> _DESCRIPTION OF THE TASK_
Give the data again exactly as written, skipping any pictures.

> _MATERIAL PROVIDED_
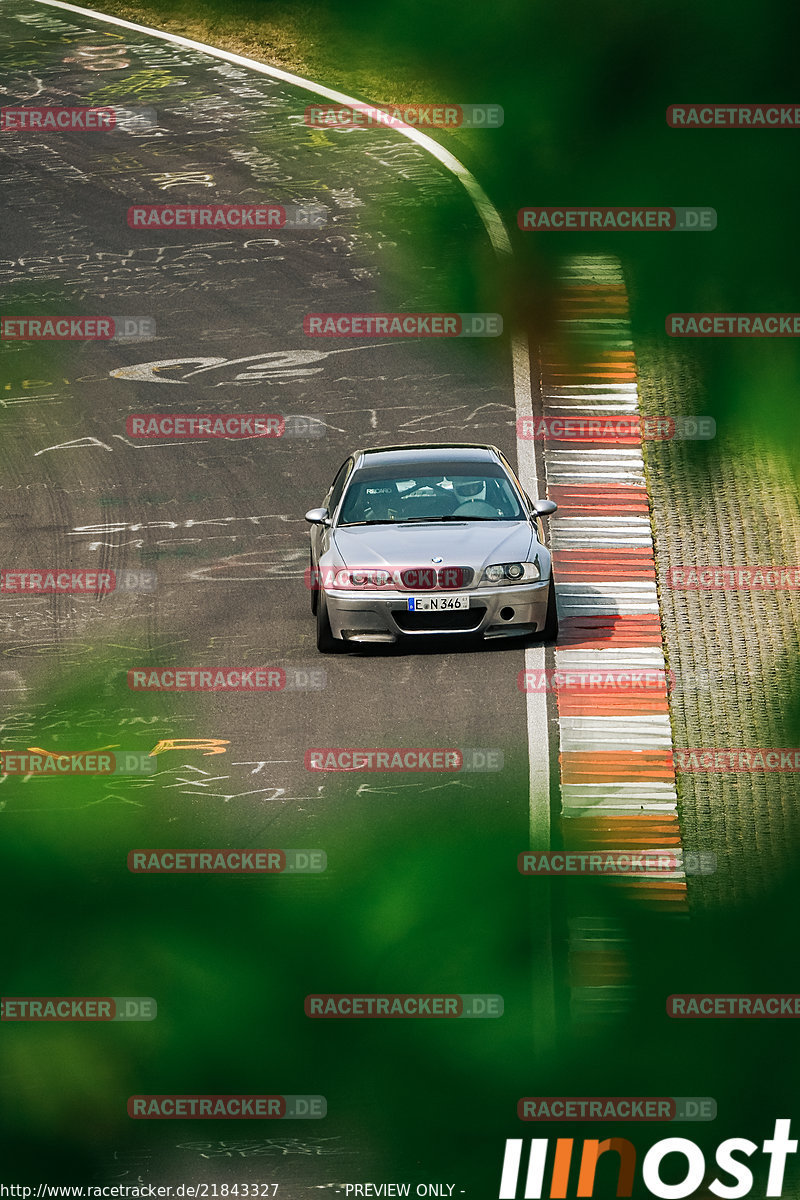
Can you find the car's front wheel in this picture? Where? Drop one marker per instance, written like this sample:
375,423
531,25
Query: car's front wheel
325,641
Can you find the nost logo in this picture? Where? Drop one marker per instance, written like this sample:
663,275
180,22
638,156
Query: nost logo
559,1167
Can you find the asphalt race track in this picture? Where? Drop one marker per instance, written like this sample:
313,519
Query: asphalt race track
221,525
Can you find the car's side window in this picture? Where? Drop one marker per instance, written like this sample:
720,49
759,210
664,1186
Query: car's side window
337,487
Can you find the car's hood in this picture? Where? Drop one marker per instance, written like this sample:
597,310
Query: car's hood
469,544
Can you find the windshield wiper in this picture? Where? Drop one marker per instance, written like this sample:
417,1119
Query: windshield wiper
426,520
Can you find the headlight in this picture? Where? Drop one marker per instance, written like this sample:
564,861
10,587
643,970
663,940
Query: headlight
365,579
510,573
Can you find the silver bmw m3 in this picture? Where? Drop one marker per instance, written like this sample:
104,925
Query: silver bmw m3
428,540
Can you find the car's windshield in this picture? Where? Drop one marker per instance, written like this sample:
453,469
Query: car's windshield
431,492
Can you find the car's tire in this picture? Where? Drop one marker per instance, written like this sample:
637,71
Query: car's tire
551,630
325,641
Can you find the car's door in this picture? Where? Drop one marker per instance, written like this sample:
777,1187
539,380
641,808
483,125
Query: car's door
320,534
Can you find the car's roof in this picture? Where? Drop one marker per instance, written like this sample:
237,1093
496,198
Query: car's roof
451,451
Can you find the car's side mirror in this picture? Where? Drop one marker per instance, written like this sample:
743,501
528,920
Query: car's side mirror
543,508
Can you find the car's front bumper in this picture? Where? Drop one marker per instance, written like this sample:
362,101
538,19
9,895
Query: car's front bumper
384,616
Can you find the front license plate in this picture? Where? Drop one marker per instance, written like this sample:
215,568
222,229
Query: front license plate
437,604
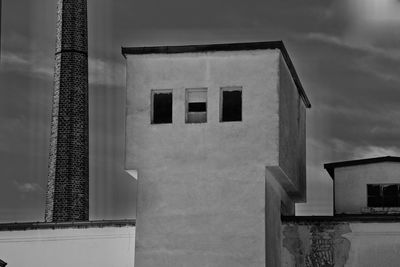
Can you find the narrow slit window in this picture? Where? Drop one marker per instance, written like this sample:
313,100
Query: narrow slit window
231,104
196,105
161,106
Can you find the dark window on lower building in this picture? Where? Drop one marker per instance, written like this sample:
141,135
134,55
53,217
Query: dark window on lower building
161,106
383,195
231,104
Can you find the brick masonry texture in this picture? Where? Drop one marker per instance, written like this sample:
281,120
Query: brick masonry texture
67,196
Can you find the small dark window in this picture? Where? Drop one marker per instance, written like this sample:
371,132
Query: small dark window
231,104
161,106
383,195
196,105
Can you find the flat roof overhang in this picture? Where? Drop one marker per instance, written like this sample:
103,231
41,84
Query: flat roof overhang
224,47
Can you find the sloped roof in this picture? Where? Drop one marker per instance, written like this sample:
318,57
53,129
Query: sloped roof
330,167
224,47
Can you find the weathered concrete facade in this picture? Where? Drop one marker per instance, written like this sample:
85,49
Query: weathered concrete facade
210,194
347,241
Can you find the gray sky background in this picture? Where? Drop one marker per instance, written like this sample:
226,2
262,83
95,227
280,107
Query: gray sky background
346,52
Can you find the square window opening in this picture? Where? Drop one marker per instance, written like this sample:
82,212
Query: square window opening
231,104
161,102
383,195
196,105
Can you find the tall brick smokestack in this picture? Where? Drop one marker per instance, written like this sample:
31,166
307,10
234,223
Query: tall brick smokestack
67,196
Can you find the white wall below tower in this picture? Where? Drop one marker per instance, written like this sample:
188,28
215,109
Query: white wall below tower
99,246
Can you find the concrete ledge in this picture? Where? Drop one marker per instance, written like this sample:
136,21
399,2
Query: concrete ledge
62,225
340,218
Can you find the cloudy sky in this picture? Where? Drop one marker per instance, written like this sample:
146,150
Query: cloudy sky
346,52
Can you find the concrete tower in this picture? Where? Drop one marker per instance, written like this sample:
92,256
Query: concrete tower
68,176
217,137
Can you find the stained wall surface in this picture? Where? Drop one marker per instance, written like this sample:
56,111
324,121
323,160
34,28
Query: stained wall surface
351,184
201,187
340,244
203,196
81,247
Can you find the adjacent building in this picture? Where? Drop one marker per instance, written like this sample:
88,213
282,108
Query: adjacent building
365,228
216,135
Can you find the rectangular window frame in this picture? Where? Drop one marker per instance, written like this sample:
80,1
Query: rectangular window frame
155,91
187,113
382,197
221,101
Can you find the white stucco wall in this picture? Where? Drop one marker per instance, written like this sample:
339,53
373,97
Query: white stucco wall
201,187
351,184
80,247
203,195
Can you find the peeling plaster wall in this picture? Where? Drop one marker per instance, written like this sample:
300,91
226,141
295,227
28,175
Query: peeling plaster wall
328,244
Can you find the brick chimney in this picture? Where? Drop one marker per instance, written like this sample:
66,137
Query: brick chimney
67,196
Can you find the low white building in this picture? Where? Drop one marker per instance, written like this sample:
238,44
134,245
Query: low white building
90,243
366,186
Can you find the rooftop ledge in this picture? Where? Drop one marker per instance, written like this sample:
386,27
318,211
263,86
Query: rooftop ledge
20,226
363,218
224,47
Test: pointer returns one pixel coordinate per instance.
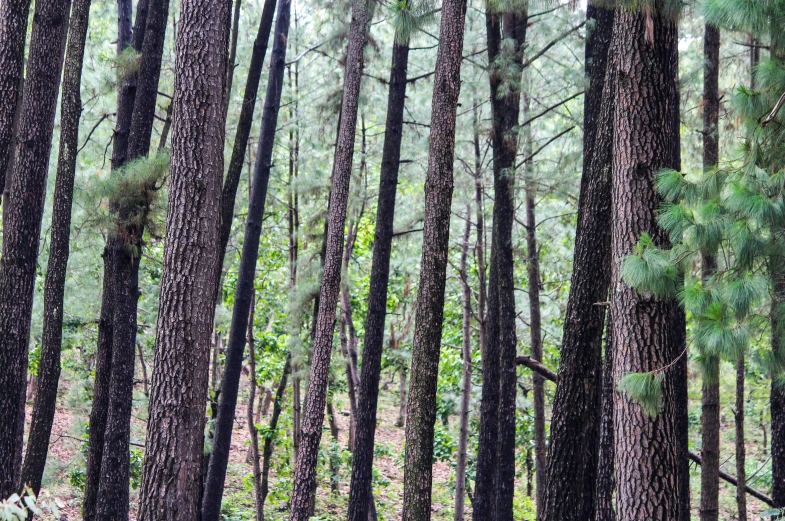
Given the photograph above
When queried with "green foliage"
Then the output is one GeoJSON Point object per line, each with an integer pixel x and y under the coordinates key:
{"type": "Point", "coordinates": [645, 389]}
{"type": "Point", "coordinates": [650, 269]}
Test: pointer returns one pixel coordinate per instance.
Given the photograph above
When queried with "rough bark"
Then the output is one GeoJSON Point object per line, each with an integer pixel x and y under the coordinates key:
{"type": "Point", "coordinates": [362, 462]}
{"type": "Point", "coordinates": [232, 180]}
{"type": "Point", "coordinates": [267, 452]}
{"type": "Point", "coordinates": [171, 476]}
{"type": "Point", "coordinates": [576, 416]}
{"type": "Point", "coordinates": [54, 284]}
{"type": "Point", "coordinates": [311, 430]}
{"type": "Point", "coordinates": [647, 448]}
{"type": "Point", "coordinates": [13, 32]}
{"type": "Point", "coordinates": [421, 409]}
{"type": "Point", "coordinates": [244, 291]}
{"type": "Point", "coordinates": [23, 212]}
{"type": "Point", "coordinates": [466, 374]}
{"type": "Point", "coordinates": [710, 401]}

> _TASK RESPONSE_
Can you find the car's front wheel in this picture? Where? Drop one marker per instance, written like this sample:
375,423
531,25
Query: car's front wheel
325,641
Can you find the nost logo in this picture? Where? Drop one marker per instance, written like this sample:
663,275
180,22
638,156
Query: nost logo
559,1167
Can you find the asphalt race track in this picture? Where? Drop one marker per instance, written like this sample:
313,519
Query: asphalt race track
221,525
Can you find the car's side window in this picture? Where? Drop one marker per instance, written like this sample:
720,49
759,210
664,1186
Query: car's side window
337,487
Can you find the car's hood in this picture? Where? Drop one marker per instance, written like this sample:
597,310
Query: car's hood
469,544
Can you find the windshield wiper in this picture? Where? Drop one marker per instance, written like this sample:
417,1119
Query: windshield wiper
426,520
Can you find the headlight in this picture? Where? Drop one marker per instance, written like this sample:
564,861
10,587
643,970
663,940
Query: headlight
365,579
510,573
Can you find the silver bmw m3 in this picture? Where? Drop one marker per instance, written like this sample:
104,925
Query: silver bmw m3
428,540
Can you find the car's windshield in this picture? Where? Drop one marker per instance, written like this sample:
453,469
Query: car's windshield
431,492
Can you find the car's tire in this picture? Where? Drop one marker per instance, written like this sample:
637,71
Query: car's tire
551,630
325,641
Can you find the car's door in this picture? Where? Drop one marker per instance, written like this sample:
777,1187
539,380
641,808
483,125
Query: car's door
320,534
Can you find the car's roof in this picture? Where? Drop one marker per instance, written like this sample:
237,1093
496,198
Query: car's roof
451,451
Can you find the car's side mirror in this picture? Where? Drop one marker per instance, written like this sample:
743,501
528,920
Query: car's side mirror
543,508
Can you find the car's front bumper in this picture? Where? Drop one marker per instance, written like this sample:
362,101
538,19
9,895
Query: car's front bumper
384,616
Can you find the front license plate in this picture? Where? Drop one marker per instance, written like this sample:
215,568
222,229
Query: front license plate
437,604
Can you find the narrow slit window in this picture? Where? Drop one marker per instance, written like this sample:
313,100
Query: narrow slit window
231,104
196,105
161,106
Can you find the dark window on lower building in this picture? Where? Drop one marker per instance, written like this sample:
141,135
134,55
53,217
Query: dark window on lower building
161,106
383,195
231,104
Can you find the brick masonry texture in this picture? Where? Drop one marker per instance, written like this sample:
281,120
Query: brick masonry texture
67,196
Can you find the small dark window in this picture? Where? Drop one marker per instance, written like this sample:
371,132
Query: small dark window
231,104
161,106
383,195
196,105
Can you find the flat roof overhang in this picture? Where? Drop one marker per instance, written like this sample:
103,231
41,84
Query: flat roof overhang
224,47
Can you find the sloped roof in this picture? Where? Drop one marker per instance, written like this sample:
318,57
53,129
Query: sloped roof
330,167
224,47
Can you find the weathered concrete facade in this picture? Where? Drop one marker per instance, written like this sample:
85,49
Query: weathered concrete facade
210,194
347,241
Can you find the gray sky background in this picture? Where? Drop one marker per instance, written like this sample:
226,2
262,83
95,227
280,107
Query: gray sky background
346,52
Can you find the square window opening in this picture? Where? Drop one marker per instance, written like this sample:
82,212
Query: square window opening
231,104
161,102
383,195
196,105
Can you find the tall brick smokestack in this picture? Where? Drop one marker per instance, written like this sample:
31,166
307,10
234,223
Query: tall brick smokestack
67,196
Can you find the white wall below tower in this picture? Where? Drop one marker per instance, written like this sample:
188,28
215,109
Query: white wall below tower
99,246
Can you find the concrete ledge in this picture? Where? Drop one marker per instance, written like this sample:
136,21
399,2
Query: concrete ledge
62,225
340,218
Can you find the cloudy sky in this picture? Where? Drop one marker per instance, written like this sample:
146,150
Query: cloudy sky
346,52
Can you find the concrete tower in this picture? Where? Drop one marker per instance, written like this sample:
92,256
Query: concrete tower
68,176
217,137
Can you find the stained wall surface in this picture? Where? Drop one marker per instance, written like this sample:
56,111
324,121
323,160
34,28
Query: stained wall surface
351,184
201,187
340,244
203,196
81,247
Can you find the adjacent building in this picture? Where? Drop one marker per instance, written like this sample:
88,213
282,108
Query: adjacent building
365,228
216,135
Can you find the rectangular window frame in this picture? Where? Drop one marker per instance, written like this sample:
80,1
Query: rectangular window frame
155,91
187,113
382,197
221,101
Can you find the white stucco wall in this picture? Where? Drop one marker per instance, written like this sample:
339,53
373,97
Query: white stucco wall
201,187
351,184
80,247
203,195
Can you find the peeling plaster wall in this picture? Where? Drop one marker per instance, written like this sample:
300,91
226,141
295,227
28,175
Query: peeling plaster wall
328,244
Can you find the brick chimney in this picture? Where? Drop one marker per instance, written like this sample:
66,137
Query: brick chimney
67,196
Can you find the low white building in this picture? Where? Drop one marker per instance, written like this sample:
238,44
134,245
Query: low white building
90,243
366,186
Can you find the rooftop ledge in this picture? Where? Drop one marker per instance, written like this sample:
386,27
318,211
263,86
Query: rooftop ledge
20,226
363,218
224,47
Test: pointer returns one pixel coordinate per instance.
Given the photograph above
When queried with "green foliage"
Then the output is one GeoJSON Point object per line, each with an integer pixel x and y under the coordinates key:
{"type": "Point", "coordinates": [645, 389]}
{"type": "Point", "coordinates": [650, 269]}
Test: pointer returns one pixel coordinate per instance.
Given the photograph above
When queried with "rough bark"
Then the output is one GeoJSON Point object per line, each with an integer pixel x and y under the coordinates key:
{"type": "Point", "coordinates": [362, 462]}
{"type": "Point", "coordinates": [232, 180]}
{"type": "Point", "coordinates": [267, 452]}
{"type": "Point", "coordinates": [171, 476]}
{"type": "Point", "coordinates": [576, 416]}
{"type": "Point", "coordinates": [54, 284]}
{"type": "Point", "coordinates": [311, 430]}
{"type": "Point", "coordinates": [647, 448]}
{"type": "Point", "coordinates": [13, 32]}
{"type": "Point", "coordinates": [421, 409]}
{"type": "Point", "coordinates": [244, 291]}
{"type": "Point", "coordinates": [23, 212]}
{"type": "Point", "coordinates": [466, 374]}
{"type": "Point", "coordinates": [710, 401]}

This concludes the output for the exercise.